Continue the essay below on the metzora and failure in avodah, starting right after its final sentence.

Selected passage ::

══════

Turning the Avodah Tables 1
As if it were not difficult enough to come to grips with the richness of the detail of the taharah of the metzora, the parshah presents another challenge, easy to overlook. Phrases are repeated, doubled, without apparent cause. Indeed, we find three such repetitions’ in the space of two psukim: ish tzarua hu tameh hu;2 tameh yetameno hakohen;3 tameh tameh yikra.4
Sefer Yetzirah5 establishes an identity between the poles of spiritual success and failure. “There is nothing in the realm of good above oneg – the joy of finding pleasure purely in one’s connection to Hashem, which represents the pinnacle of avodah – and there is nothing in the realm of evil below nega6 – the presence of a deficiency in avodah so weighty, that it is miraculously marked by G-d Himself. This identity is instructive. Any achievement in avodas Hashem necessarily includes two components – sur meira, or repudiating evil, and aseh tov, performing good deeds. Sefer Yetzirah suggests that abject failure in avodah implies deficiency in both of these areas as well.

══════

Excerpted data ::
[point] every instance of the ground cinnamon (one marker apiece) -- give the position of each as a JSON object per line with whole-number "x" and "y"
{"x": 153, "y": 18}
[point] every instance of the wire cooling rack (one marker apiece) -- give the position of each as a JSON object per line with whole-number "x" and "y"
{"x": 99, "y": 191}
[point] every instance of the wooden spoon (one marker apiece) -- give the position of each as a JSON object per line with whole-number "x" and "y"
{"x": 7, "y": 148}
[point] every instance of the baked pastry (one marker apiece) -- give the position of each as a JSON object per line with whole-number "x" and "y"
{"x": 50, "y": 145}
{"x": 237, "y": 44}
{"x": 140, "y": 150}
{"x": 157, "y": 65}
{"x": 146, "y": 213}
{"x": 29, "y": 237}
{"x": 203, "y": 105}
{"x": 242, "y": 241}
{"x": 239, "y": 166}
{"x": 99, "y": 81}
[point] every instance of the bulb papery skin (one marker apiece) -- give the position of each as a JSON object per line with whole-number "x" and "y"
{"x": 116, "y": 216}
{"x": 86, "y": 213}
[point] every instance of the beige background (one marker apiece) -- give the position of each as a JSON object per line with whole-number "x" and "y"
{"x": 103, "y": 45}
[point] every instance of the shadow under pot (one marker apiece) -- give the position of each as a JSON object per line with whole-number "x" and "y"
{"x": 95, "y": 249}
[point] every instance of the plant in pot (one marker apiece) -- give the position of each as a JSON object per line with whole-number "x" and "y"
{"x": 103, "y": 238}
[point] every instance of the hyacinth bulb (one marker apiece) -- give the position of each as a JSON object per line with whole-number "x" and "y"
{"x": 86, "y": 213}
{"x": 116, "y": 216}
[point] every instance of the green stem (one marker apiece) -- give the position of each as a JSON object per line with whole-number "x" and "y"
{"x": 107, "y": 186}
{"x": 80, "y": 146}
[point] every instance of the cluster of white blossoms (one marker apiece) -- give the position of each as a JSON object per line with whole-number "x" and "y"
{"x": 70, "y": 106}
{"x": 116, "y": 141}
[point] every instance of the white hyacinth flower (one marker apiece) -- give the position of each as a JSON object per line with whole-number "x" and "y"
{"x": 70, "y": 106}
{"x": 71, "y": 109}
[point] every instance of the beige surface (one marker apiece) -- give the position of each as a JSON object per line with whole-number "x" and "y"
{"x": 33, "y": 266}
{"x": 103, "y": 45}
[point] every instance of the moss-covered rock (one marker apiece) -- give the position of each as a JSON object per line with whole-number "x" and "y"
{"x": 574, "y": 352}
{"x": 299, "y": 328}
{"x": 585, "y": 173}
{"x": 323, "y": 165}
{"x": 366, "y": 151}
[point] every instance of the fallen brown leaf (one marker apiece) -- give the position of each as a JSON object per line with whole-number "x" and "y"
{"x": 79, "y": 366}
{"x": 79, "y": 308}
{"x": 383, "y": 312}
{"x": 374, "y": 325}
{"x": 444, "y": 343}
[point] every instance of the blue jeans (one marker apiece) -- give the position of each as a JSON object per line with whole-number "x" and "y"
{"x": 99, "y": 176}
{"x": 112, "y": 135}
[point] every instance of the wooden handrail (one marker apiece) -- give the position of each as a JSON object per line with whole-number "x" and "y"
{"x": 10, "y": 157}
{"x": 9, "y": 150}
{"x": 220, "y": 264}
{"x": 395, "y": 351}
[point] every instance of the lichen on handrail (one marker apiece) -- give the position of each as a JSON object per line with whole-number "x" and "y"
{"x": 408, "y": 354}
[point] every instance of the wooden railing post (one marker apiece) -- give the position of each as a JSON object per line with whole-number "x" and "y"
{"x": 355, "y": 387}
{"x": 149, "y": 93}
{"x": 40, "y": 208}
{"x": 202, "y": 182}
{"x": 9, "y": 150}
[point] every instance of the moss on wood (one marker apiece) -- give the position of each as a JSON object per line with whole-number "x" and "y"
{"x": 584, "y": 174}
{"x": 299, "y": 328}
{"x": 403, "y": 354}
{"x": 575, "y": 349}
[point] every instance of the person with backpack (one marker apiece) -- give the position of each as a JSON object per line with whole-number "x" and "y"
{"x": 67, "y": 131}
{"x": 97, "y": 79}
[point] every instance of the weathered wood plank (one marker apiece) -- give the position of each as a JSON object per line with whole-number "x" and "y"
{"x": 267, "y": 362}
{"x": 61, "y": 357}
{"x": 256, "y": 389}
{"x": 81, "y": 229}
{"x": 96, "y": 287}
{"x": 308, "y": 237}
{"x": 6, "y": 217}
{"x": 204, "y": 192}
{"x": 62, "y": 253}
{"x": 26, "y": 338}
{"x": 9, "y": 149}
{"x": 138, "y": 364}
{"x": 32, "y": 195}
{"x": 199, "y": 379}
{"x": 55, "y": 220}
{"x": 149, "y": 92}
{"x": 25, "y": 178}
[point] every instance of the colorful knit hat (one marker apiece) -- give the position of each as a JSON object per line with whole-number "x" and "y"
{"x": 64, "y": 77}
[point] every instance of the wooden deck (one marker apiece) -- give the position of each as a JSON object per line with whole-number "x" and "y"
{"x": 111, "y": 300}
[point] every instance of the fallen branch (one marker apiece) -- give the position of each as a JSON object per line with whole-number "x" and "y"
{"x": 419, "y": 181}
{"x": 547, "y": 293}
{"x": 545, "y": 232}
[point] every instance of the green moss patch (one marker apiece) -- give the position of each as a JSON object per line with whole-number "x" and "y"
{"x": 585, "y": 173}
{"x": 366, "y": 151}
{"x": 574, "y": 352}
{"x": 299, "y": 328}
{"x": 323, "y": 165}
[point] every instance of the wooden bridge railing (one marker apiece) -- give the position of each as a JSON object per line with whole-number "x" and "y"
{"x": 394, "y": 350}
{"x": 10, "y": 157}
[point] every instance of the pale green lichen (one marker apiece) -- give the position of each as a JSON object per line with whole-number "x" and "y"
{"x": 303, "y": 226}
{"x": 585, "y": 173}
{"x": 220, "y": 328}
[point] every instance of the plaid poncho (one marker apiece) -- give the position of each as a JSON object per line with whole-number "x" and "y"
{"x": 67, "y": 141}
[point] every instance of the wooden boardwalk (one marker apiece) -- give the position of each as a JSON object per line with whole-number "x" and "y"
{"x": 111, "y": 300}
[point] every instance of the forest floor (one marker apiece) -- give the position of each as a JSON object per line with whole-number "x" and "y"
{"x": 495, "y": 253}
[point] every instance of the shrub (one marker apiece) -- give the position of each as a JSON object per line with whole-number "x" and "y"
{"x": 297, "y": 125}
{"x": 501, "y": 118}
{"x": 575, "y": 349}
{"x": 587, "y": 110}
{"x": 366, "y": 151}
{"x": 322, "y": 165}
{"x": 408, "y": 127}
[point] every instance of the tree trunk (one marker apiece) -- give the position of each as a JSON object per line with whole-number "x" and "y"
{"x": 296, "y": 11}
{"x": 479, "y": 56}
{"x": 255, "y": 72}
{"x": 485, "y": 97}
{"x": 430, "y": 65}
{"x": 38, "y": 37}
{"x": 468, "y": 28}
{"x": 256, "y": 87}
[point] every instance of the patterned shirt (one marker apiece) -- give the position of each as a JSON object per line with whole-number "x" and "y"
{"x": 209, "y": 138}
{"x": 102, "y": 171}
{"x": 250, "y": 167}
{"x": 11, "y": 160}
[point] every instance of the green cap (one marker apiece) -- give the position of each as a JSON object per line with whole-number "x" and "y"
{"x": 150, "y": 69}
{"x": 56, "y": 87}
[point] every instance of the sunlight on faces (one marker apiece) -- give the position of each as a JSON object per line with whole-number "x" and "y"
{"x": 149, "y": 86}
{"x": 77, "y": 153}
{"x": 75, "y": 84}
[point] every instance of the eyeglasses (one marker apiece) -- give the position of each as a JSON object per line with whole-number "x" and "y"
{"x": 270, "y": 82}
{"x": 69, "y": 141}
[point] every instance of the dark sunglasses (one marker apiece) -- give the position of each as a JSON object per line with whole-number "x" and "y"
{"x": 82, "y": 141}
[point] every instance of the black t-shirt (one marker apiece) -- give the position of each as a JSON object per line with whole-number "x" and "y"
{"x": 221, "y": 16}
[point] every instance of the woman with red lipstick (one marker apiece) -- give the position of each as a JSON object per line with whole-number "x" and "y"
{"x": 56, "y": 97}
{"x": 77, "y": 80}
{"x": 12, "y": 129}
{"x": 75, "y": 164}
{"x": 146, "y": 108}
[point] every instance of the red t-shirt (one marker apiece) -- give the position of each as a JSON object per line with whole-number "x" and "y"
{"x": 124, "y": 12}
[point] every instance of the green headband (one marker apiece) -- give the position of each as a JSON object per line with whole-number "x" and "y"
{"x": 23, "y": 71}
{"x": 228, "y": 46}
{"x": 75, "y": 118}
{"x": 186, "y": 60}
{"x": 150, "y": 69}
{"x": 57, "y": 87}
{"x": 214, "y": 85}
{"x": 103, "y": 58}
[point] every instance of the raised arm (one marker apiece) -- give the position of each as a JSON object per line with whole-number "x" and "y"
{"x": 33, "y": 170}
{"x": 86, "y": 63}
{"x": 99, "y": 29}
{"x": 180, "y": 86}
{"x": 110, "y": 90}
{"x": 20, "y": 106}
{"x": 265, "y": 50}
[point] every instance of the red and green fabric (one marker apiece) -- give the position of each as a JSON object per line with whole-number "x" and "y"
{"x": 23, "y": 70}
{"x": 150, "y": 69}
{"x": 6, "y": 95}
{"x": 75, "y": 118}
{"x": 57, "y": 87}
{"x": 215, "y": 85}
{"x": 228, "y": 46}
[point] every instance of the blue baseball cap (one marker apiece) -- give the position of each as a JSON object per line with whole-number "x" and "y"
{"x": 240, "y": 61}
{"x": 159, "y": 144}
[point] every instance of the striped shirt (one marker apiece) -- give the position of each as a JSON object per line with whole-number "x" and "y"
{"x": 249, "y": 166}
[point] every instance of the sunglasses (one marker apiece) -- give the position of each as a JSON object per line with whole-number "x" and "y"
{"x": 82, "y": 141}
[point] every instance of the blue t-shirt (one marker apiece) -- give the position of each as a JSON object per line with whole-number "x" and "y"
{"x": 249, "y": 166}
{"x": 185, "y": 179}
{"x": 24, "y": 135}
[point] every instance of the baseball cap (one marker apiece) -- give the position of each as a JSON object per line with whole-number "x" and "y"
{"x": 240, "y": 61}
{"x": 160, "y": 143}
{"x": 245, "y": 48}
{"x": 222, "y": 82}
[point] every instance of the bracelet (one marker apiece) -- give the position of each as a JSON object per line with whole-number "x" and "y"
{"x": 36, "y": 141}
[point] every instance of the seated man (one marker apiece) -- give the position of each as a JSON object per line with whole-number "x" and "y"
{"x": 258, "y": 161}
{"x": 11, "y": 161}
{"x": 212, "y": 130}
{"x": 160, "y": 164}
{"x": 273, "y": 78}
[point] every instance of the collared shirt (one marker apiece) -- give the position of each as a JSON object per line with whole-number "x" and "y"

══════

Reply ::
The doublings are thus accounted for. They emphasize that the metzora is a double failure. He has fallen to some sin or other, among the list of sins that Chazal link to negaim. But this does not suffice to make him a metzora. He cannot hit bottom without a parallel dropping off in his performance of mitzvos, the activities that usually draw a person closer to Hashem. He must have drifted away – something alluded to in the requirement that he is banished from proximity to the rest of the camp, and must dwell alone as an outsider.
We are no longer surprised that duality is built into his taharah, the tikkun and antidote to his failure. The two birds in his offering are treated very differently. We slaughter one of them over spring water, and sprinkle its blood seven times, elevating it in kedushah. The fate of the second bird is entirely dissimilar. We do not elevate it through some avodah activity in the Beis Hamikdosh. To the contrary, we push it away, we banish it from the human sphere by setting it free to the open fields.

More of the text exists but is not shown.